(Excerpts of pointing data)
⁂
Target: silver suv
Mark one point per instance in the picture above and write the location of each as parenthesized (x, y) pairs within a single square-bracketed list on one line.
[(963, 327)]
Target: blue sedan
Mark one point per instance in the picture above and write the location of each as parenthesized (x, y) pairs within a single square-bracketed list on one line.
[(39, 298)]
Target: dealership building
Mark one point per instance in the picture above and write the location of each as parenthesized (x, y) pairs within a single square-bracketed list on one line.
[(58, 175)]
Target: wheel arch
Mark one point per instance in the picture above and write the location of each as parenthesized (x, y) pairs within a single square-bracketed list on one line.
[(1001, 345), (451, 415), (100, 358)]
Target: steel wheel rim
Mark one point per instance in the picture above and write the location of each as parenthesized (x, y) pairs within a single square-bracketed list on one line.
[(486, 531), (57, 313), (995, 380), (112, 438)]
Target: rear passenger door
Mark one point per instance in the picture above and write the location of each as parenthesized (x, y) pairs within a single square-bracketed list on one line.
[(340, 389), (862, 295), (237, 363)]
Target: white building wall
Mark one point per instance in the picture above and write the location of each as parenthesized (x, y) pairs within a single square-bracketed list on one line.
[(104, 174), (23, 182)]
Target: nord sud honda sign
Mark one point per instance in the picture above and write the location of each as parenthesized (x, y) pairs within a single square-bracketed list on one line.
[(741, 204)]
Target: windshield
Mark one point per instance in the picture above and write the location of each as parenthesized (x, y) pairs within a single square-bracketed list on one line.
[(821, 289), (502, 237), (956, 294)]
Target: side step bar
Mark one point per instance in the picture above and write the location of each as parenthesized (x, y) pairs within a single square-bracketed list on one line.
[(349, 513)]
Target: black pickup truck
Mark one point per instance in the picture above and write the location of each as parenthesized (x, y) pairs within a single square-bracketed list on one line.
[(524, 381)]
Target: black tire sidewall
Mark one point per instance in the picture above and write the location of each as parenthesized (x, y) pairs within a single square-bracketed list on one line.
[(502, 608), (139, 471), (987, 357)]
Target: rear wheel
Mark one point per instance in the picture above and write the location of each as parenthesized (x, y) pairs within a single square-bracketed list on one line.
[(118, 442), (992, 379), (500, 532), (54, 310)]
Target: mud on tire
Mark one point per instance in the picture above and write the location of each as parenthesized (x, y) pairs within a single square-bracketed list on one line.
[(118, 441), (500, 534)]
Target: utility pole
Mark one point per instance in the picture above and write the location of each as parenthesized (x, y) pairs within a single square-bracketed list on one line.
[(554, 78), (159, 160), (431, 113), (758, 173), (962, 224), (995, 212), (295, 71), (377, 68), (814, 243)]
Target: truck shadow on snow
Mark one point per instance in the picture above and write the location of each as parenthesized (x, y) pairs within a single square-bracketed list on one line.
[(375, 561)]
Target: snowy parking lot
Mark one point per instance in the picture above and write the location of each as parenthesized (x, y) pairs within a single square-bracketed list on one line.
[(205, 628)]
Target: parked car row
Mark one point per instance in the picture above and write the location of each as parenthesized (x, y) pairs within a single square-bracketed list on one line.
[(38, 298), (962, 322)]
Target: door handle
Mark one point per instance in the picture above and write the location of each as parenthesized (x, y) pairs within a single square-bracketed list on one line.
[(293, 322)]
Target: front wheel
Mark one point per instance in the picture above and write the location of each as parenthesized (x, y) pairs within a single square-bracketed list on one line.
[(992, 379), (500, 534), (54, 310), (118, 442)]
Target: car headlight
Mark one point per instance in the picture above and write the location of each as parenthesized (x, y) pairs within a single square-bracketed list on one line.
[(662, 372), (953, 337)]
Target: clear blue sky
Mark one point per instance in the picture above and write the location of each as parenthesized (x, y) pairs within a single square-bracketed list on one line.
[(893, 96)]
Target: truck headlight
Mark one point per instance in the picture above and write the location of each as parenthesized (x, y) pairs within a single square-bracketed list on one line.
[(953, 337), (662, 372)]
⁂
Convert the items above into a numbered list, starting with the line that contains "Target: white building wall" and going on through the line that contains "[(741, 204)]", with both of those lines included and blank lines left out.

**SOLUTION:**
1. Target: white building wall
2. Mark one point per instance in the picture above and write the location of each as parenthesized (x, y) pairs within a single square-bracketed list on one line.
3. [(104, 174), (23, 182)]
4. Target: nord sud honda sign
5. Mark one point per instance in the picture above and write the location of each as parenthesized (x, y) pairs within a single square-bracketed list on one line.
6. [(741, 204)]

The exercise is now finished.